▸ **Do this**: Can you print the data exactly and leave out each image?

** Begin Input material **

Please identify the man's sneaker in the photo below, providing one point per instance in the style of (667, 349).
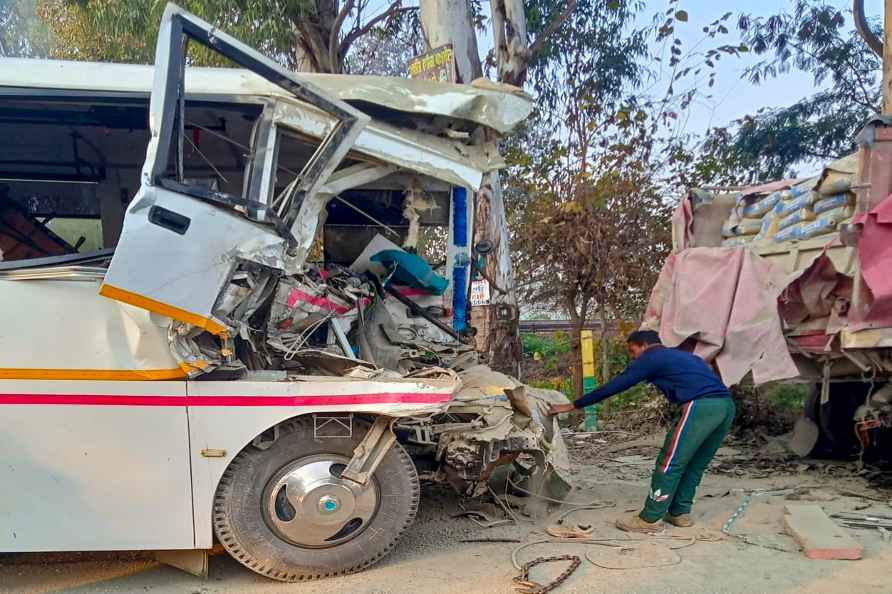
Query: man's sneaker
(633, 523)
(682, 521)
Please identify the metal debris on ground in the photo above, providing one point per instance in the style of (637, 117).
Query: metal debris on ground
(870, 521)
(578, 533)
(645, 556)
(741, 510)
(482, 519)
(523, 584)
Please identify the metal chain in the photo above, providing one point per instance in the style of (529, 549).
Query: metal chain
(523, 585)
(741, 509)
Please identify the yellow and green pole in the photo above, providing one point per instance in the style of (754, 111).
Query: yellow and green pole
(589, 381)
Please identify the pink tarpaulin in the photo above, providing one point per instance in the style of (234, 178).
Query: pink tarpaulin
(875, 256)
(726, 300)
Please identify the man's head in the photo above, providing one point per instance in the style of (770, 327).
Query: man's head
(641, 340)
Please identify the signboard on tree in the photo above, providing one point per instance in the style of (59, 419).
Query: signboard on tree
(437, 64)
(479, 292)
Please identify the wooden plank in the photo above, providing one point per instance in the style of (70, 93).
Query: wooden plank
(818, 535)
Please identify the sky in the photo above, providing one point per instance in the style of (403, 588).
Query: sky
(732, 95)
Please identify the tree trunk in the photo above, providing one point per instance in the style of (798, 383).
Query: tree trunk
(498, 341)
(449, 21)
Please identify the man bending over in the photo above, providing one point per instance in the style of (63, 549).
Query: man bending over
(705, 414)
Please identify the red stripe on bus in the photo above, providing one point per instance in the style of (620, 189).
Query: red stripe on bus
(228, 401)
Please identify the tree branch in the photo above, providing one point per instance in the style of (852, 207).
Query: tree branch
(357, 32)
(555, 24)
(333, 35)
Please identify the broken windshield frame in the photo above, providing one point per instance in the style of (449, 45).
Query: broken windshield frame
(167, 109)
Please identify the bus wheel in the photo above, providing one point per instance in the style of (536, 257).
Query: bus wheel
(286, 513)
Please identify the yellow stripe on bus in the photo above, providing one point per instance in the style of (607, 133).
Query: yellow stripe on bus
(163, 309)
(92, 374)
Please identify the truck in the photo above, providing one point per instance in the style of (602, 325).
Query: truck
(789, 281)
(234, 304)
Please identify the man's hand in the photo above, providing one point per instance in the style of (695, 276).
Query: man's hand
(557, 409)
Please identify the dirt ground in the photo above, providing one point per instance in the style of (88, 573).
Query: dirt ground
(610, 468)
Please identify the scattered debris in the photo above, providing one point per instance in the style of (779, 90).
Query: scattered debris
(523, 584)
(870, 521)
(646, 555)
(578, 533)
(818, 535)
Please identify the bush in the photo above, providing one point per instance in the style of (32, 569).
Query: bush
(550, 350)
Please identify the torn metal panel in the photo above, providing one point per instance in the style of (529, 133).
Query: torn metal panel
(503, 421)
(181, 272)
(447, 160)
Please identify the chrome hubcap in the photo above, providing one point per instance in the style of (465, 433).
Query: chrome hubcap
(307, 503)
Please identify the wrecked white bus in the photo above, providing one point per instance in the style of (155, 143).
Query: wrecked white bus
(216, 324)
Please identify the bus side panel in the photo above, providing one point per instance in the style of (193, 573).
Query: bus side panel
(224, 417)
(94, 465)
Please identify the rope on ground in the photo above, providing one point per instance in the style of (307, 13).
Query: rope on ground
(674, 559)
(741, 510)
(523, 584)
(614, 543)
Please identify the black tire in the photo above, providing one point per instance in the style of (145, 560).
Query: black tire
(242, 529)
(836, 418)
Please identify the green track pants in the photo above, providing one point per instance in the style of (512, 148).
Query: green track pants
(690, 445)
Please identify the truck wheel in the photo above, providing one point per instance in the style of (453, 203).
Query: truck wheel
(285, 513)
(836, 417)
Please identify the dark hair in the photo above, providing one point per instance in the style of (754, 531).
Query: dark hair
(644, 337)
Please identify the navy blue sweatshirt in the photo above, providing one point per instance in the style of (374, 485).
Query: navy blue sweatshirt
(680, 375)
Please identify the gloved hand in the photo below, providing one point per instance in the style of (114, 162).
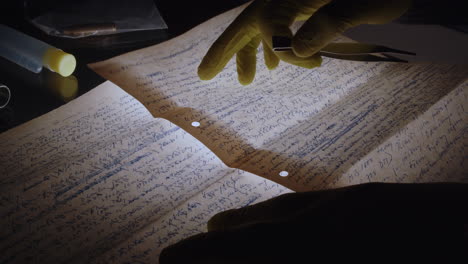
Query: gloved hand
(390, 221)
(263, 19)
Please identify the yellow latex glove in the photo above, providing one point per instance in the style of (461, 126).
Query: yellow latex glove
(263, 19)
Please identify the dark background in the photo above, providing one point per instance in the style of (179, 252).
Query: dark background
(31, 94)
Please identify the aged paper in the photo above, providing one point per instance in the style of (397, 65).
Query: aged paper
(100, 178)
(342, 123)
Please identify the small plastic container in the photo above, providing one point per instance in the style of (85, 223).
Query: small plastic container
(34, 54)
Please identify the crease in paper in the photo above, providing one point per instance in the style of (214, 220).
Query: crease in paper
(315, 124)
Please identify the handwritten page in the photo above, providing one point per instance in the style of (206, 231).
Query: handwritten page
(324, 127)
(100, 179)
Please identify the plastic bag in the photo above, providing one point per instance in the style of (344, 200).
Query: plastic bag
(77, 19)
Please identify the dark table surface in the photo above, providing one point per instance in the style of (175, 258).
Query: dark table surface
(33, 95)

** End Input material **

▸ **Exercise result**:
Please identify the man's sneaker in the photo below, providing one point per instance in the style of (667, 349).
Query: man's sneaker
(633, 523)
(682, 521)
Please identify the metal debris on ground in the photo above, providing one point per instance in the style of (637, 117).
Query: metal debris on ground
(870, 521)
(578, 533)
(645, 556)
(741, 510)
(482, 519)
(523, 584)
Please identify the metal chain in the photo above, providing one point per instance in the style of (529, 549).
Query: metal chain
(523, 585)
(741, 509)
Please identify the yellow and green pole in the photo above, providing one point per instance in the style of (754, 111).
Query: yellow and green pole
(589, 381)
Please identify the pink tarpaulin in the photo above, providing one point per instance in the style of (234, 178).
Query: pink tarpaulin
(875, 256)
(726, 300)
Please identify the man's head in the photo above, providing one point per instance in the style of (770, 327).
Query: man's head
(641, 340)
Please identify the signboard on tree in the photo above, providing one point per instance in the style of (59, 419).
Query: signboard on tree
(437, 64)
(479, 292)
Please identify the wooden plank in the photo above, providing one point per instance in the style of (70, 93).
Query: wooden plank
(818, 535)
Please identify the sky in the photo above, providing one point per instance in the style of (403, 588).
Query: sky
(732, 95)
Please identify the tree trunk in the photo above, providing one point per instance in the style of (798, 383).
Query: tree trunk
(498, 341)
(449, 21)
Please identify the man bending over in the photo above, providing one point per instance in the style of (63, 549).
Query: man bending over
(705, 414)
Please identify the red stripe on bus in the photo above, providing one point per instance in the style of (620, 189).
Query: red stripe on bus
(228, 401)
Please identify the tree branch in the photo above, providing one point per instance in the style of (852, 207).
Query: tree branch
(357, 32)
(555, 24)
(333, 35)
Please identify the broken windshield frame in the photo above, providing one point per instance in the style of (449, 45).
Query: broken windshield frame
(167, 109)
Please identify the bus wheel in the photo above, providing one point per instance in the style of (536, 257).
Query: bus wheel
(286, 513)
Please identify the yellow stripe on bus in the photo above, providing one point per instance in the style of (607, 133).
Query: yellow stripe on bus
(163, 309)
(92, 374)
Please identify the truck in the photo above, providing one point per instance in the style of (602, 325).
Query: truck
(789, 281)
(234, 304)
Please identify the man's hand in the photo above, providing one point per instance in the style of (695, 276).
Query: man's hand
(557, 409)
Please identify the dirt ground in the photo above, providing one point per instance in the style of (88, 573).
Query: dirt ground
(610, 468)
Please identify the scattered debris in the photo above, providing one point per instance in the style of (779, 90).
Query: scattered debris
(523, 584)
(870, 521)
(646, 555)
(578, 533)
(818, 535)
Please identify the bush in the photo above, providing one point per instance in the style of (32, 569).
Query: bush
(550, 350)
Please identify the torn metal panel in the photo above, providing one point per instance in the style of (529, 133).
Query: torn metal panel
(503, 421)
(181, 272)
(447, 160)
Please identify the chrome hubcap in the photo above, providing one point per instance in the style of (465, 433).
Query: chrome hubcap
(307, 503)
Please identify the wrecked white bus in the photo above, providing one point per instance in the style of (155, 143).
Query: wrecked white bus
(216, 324)
Please identify the bus side panel in the photo above, providing one point per instance in the style of (193, 573).
Query: bus side panel
(224, 417)
(94, 465)
Please identify the rope on ground in the photo above, providing one point per instance in the style of (307, 13).
Query: rope on ground
(674, 559)
(741, 510)
(523, 584)
(614, 543)
Please identify the black tire in the photo above, providing one point per instance in the style of (145, 560).
Query: black tire
(242, 529)
(836, 418)
Please identify the green track pants in the photo above, providing one point per instance in the style of (512, 148).
Query: green track pants
(690, 445)
Please identify the truck wheel in the photo above, providing one point per instance in the style of (453, 203).
Query: truck wheel
(285, 513)
(836, 417)
Please identify the dark hair in the photo above, providing one point per instance in the style of (754, 531).
Query: dark hair
(644, 337)
Please identify the navy blue sweatshirt in the photo above, providing one point per instance in the style of (374, 485).
Query: navy blue sweatshirt
(680, 375)
Please identify the gloved hand in the photo below, providing one point per instance in the style of (114, 162).
Query: gloved hand
(390, 221)
(263, 19)
Please identify the yellow latex glove in the photo above, providing one point per instance in the style of (461, 126).
Query: yellow latex glove
(263, 19)
Please identify the dark background in the photo above, providing one point per instance in the style of (179, 252).
Query: dark background
(31, 94)
Please identify the aged paper in the photo above, providing one point per instance in the style of (397, 65).
Query: aged paper
(100, 178)
(342, 123)
Please identify the small plastic container in the photo above, providing one point per instance in the style of (85, 223).
Query: small plastic container
(34, 54)
Please identify the crease in paper in the photo above, providing one point per instance in the style of (214, 220).
Query: crease in paper
(315, 124)
Please identify the handwritten page in the photo above, providing one point per instance in the style of (206, 231).
Query: handwritten page
(324, 127)
(100, 179)
Please identify the plastic bag in the photo above, providing one point per instance in the style of (344, 200).
Query: plastic bag
(77, 19)
Please identify the dark table surface in the photo above, providing one point per instance in the style of (175, 258).
Query: dark table surface
(33, 95)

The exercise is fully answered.